— What to do —
Only the pictures are to be dropped; the rest of the data below is to be duplicated exactly.

— Dataset records —
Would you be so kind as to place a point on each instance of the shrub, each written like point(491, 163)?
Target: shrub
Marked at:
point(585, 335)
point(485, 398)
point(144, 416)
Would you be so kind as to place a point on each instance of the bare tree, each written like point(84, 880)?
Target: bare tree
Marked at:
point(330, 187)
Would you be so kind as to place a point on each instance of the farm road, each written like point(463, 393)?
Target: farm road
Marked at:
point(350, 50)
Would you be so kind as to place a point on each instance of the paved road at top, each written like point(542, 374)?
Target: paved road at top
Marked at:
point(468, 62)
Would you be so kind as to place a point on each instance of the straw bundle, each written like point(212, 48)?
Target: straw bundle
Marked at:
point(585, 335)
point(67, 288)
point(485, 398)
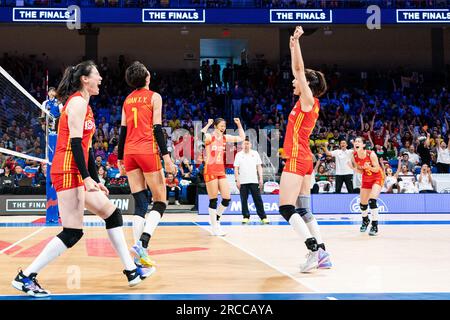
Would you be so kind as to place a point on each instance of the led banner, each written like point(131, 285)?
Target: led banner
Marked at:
point(423, 16)
point(173, 16)
point(43, 15)
point(227, 16)
point(346, 203)
point(301, 16)
point(37, 205)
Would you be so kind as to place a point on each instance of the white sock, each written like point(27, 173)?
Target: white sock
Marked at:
point(220, 210)
point(138, 227)
point(374, 213)
point(300, 226)
point(151, 222)
point(51, 251)
point(212, 217)
point(313, 227)
point(117, 238)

— Result —
Would you be so kind as to place a point on each instance of the shrub, each written like point(491, 163)?
Target: shrub
Marked at:
point(585, 335)
point(485, 398)
point(144, 416)
Would you be so kind as to place a point on each instance of the bare tree, each written like point(84, 880)?
Target: bare tree
Marked at:
point(330, 187)
Would you be so kind as to place a point on each instance of the farm road, each written like point(463, 393)?
Target: farm road
Marked at:
point(350, 50)
Would you be so kind as to place a point on each instance of the paved road at top, each written like point(542, 374)?
Target: paved road at top
Marked at:
point(468, 62)
Would you be so kind as to place a point on each instance of the straw bundle, each written like point(212, 48)?
Target: straw bundle
Marked at:
point(585, 335)
point(67, 288)
point(485, 398)
Would you be so kind as to place a point on each instance of the led banner, each written like point(131, 285)?
Target: led banner
Marked at:
point(423, 16)
point(173, 16)
point(43, 15)
point(227, 16)
point(346, 203)
point(301, 16)
point(37, 205)
Would you be so kind as to place a point on each instance of the white sock, each written like point(27, 173)?
Target: white sock
Marked at:
point(220, 210)
point(138, 227)
point(374, 213)
point(300, 226)
point(151, 222)
point(51, 251)
point(212, 217)
point(313, 227)
point(117, 238)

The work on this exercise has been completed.